5

I'm writing an implementation of the Moore Voting algorithm for finding the majority element (i.e. the element which occurs more than size/2 times) in an array. The code should return the majority element if it exists or else it should return -1. Now my version of the majorityElement(int size, int arr[]) seems to work perfectly fine if I directly hardcode the integer array in the main() function and invoke it from there.

int majorityElement(int size, int arr[])
{
    int majorityindex = 0;
    int votes = 1;
    int index;
    for (index = 1; index < size; index++)
    {
        if (arr[index] == arr[majorityindex])
            votes++;
        else 
            votes--;
        if (votes == 0)
        {
            majorityindex = index;
            votes = 1;
        }
    }
    int count = 0;
    int i;
    for (i = 0; i < size; i++)
    {
        if(arr[majorityindex] == arr[i])
        count++;
    }
    if (count > (size/2))
        return arr[majorityindex];
    return -1;    
}

However, I'm facing some issues if I try to read an input stream like these:

2
5
3 1 3 3 2
3
1 2 3

The first line of the input contains the number of test cases. The first line of the test case will be the size of the array and the second line will be the elements of the array.

I tried to read the input stream from within the main() function like this:

#include <stdio.h>
#include <stdlib.h>
#include <string.h>
#define MAX 100
int majorityElement(int size, int arr[]);

int main() 
{
   char buf[3];
   fgets(buf, MAX, stdin);
   int n = atoi(buf);
   char a[3];
   char b[MAX];
   int i;
   int count;
   int* num;
   for (i = 0; i < n; i++)
   {
    count = 0; 
    fgets(a, MAX, stdin);
    fgets(b, MAX, stdin);
    int x = atoi(a);
    char* num[x];
    int arr[x];
    int k = 0;
    char* token = strtok(b, " ");
      while (token != NULL)

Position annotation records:

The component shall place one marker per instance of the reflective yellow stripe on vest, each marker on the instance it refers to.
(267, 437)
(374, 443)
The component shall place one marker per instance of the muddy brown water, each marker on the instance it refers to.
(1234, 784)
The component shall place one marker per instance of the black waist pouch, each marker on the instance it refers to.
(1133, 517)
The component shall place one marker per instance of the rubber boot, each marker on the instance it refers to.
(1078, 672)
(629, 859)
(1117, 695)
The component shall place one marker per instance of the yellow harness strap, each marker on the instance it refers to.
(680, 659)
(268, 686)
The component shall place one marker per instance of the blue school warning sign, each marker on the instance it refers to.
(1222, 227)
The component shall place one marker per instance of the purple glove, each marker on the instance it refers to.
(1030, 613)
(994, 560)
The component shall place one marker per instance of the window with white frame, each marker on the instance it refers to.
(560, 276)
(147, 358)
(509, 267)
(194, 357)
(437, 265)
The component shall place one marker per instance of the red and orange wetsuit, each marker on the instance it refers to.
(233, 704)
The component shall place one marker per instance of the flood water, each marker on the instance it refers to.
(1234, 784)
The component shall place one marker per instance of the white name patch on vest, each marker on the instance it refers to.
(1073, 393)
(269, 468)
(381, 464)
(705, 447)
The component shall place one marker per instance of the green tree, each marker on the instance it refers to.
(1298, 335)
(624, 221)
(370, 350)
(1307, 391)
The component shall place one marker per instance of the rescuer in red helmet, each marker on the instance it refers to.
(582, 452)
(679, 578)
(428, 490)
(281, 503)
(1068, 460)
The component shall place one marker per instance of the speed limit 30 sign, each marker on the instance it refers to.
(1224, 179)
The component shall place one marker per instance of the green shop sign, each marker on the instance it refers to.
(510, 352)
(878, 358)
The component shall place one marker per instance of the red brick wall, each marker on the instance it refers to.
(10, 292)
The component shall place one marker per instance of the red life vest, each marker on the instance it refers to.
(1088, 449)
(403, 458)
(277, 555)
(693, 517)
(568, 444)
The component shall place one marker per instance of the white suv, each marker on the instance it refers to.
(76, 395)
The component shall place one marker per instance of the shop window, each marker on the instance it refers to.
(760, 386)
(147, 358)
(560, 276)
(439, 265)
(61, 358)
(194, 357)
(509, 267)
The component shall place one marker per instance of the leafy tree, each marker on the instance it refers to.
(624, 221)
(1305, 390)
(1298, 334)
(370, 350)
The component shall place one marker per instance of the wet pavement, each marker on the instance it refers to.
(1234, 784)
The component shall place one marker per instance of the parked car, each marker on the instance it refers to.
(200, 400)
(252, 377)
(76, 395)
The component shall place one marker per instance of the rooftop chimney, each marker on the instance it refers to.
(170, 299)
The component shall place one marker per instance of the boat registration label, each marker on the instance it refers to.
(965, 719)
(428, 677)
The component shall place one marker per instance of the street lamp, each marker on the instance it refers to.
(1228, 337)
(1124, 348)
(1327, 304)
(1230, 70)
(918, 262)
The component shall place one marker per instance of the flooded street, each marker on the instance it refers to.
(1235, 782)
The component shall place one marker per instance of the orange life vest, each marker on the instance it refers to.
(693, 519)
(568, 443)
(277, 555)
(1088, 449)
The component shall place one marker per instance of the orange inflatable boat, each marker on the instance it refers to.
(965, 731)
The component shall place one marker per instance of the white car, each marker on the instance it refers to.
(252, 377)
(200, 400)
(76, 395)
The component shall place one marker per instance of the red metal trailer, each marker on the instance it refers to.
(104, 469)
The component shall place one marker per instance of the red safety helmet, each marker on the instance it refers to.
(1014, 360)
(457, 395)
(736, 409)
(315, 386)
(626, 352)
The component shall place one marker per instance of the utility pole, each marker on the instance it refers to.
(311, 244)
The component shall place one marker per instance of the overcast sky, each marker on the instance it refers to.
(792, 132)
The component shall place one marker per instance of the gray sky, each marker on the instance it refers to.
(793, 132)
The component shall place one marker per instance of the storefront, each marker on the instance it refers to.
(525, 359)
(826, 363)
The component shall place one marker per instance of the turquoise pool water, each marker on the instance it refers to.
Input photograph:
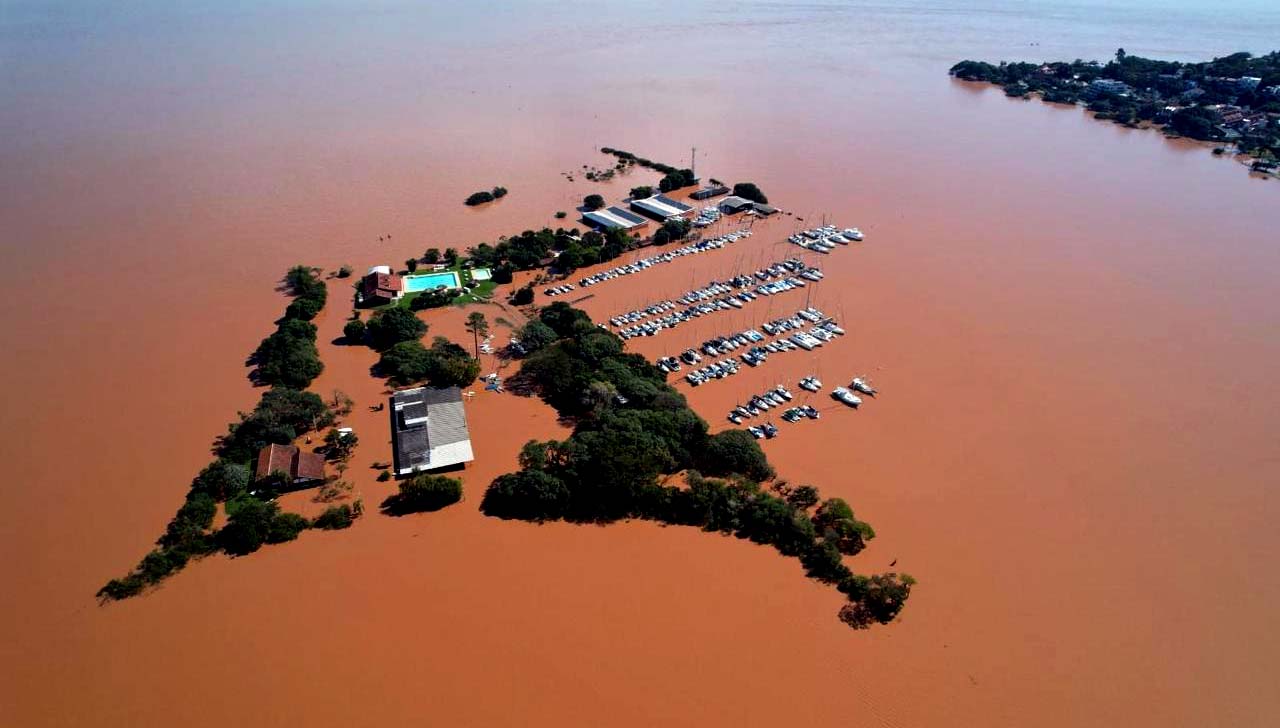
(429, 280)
...
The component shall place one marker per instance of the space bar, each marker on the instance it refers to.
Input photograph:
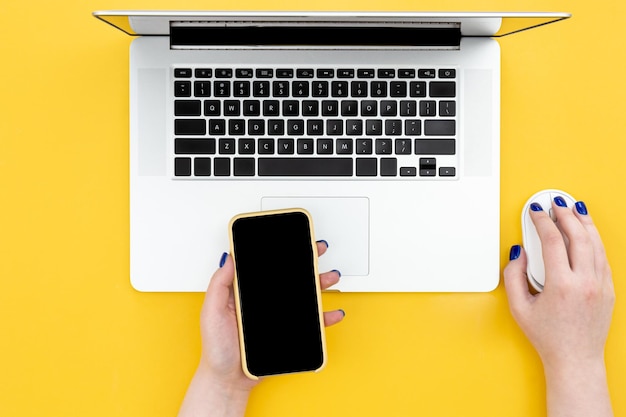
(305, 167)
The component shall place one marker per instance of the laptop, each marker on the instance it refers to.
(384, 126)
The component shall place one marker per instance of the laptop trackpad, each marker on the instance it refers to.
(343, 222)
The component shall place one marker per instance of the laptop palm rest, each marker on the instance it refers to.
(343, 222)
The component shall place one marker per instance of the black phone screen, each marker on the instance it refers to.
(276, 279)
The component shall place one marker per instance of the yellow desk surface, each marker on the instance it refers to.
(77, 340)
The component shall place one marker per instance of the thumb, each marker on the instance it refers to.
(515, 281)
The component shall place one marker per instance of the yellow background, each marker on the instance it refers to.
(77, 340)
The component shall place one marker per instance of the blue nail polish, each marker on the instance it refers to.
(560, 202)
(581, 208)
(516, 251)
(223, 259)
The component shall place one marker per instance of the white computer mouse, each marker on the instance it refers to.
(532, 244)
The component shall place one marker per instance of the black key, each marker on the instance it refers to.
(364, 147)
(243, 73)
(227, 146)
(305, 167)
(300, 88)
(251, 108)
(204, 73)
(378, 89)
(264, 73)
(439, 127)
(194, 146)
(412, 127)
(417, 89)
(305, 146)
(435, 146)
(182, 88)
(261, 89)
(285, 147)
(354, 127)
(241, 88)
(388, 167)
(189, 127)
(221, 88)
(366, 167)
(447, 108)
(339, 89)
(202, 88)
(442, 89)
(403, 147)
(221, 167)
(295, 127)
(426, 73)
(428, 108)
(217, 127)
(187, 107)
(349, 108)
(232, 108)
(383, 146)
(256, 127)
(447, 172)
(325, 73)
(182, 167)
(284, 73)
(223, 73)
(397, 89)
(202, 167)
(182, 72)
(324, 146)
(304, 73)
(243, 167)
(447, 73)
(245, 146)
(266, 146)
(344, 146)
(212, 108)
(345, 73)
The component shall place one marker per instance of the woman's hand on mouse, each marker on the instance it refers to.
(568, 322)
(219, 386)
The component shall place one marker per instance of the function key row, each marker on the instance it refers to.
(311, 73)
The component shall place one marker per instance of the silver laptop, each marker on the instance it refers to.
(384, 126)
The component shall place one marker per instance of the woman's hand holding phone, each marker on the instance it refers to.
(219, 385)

- [WRITTEN TASK]:
Pick up the forum post about the Moore Voting majority-element code right after its last line and keep writing it.

- [RESULT]:
        { 
          num[k] = token; 
          arr[k] = atoi(num[k]);
          token = strtok(NULL, " "); 
          k++;
        }
    printf("%d\n", majorityElement(x, arr));
    }

   return 1;
}

I took the size of buf[] and a[] as 3 during declaration as they must have sufficient space for the \n character read by fgets() as well as the terminating \0 character. As far as I know, the atoi() function ignores the \n character while converting the character array (string) into an integer. I tried to store the first entry of the input (i.e. the number of entries) in a character array buf, converted it into a string and stored it in a variable n. Similarly, I tried to obtain the size of a test array in a variable x and the test arrays (second line of test case) in an integer array arr. While buf and n seem to obtain the correct values in all cases, I'm not quite sure about arr. I'm aware that fgets() leaves a terminal \n character and that might be causing some havoc during tokenization using strtok, although I can't finger at why. I tried submitting this code on GeeksForGeeks. It gives absolutely correct outputs for the sample test case:

2
5
3 1 3 3 2
3
1 2 3

that is

3
-1

However, when I try to "submit" my solution it says:

Possibly your code doesn't work correctly for multiple test-cases (TCs).

The first test case where your code failed:

    Input:
    4
    1 2 2 1

    Its Correct output is:
    -1

    And Your Code's output is:
    1

I can't seem to make sense of this. If I manually write this in stdin:

1
4
1 2 2 1

the code outputs

-1

which is indeed the correct solution. This doesn't match with the output claimed during the submission i.e. 1. So I'm not really sure where I'm going wrong. Have I used fgets() or strtok() incorrectly in the main() function? Or is it something else?


Updated the main() function according to suggestions in the comments.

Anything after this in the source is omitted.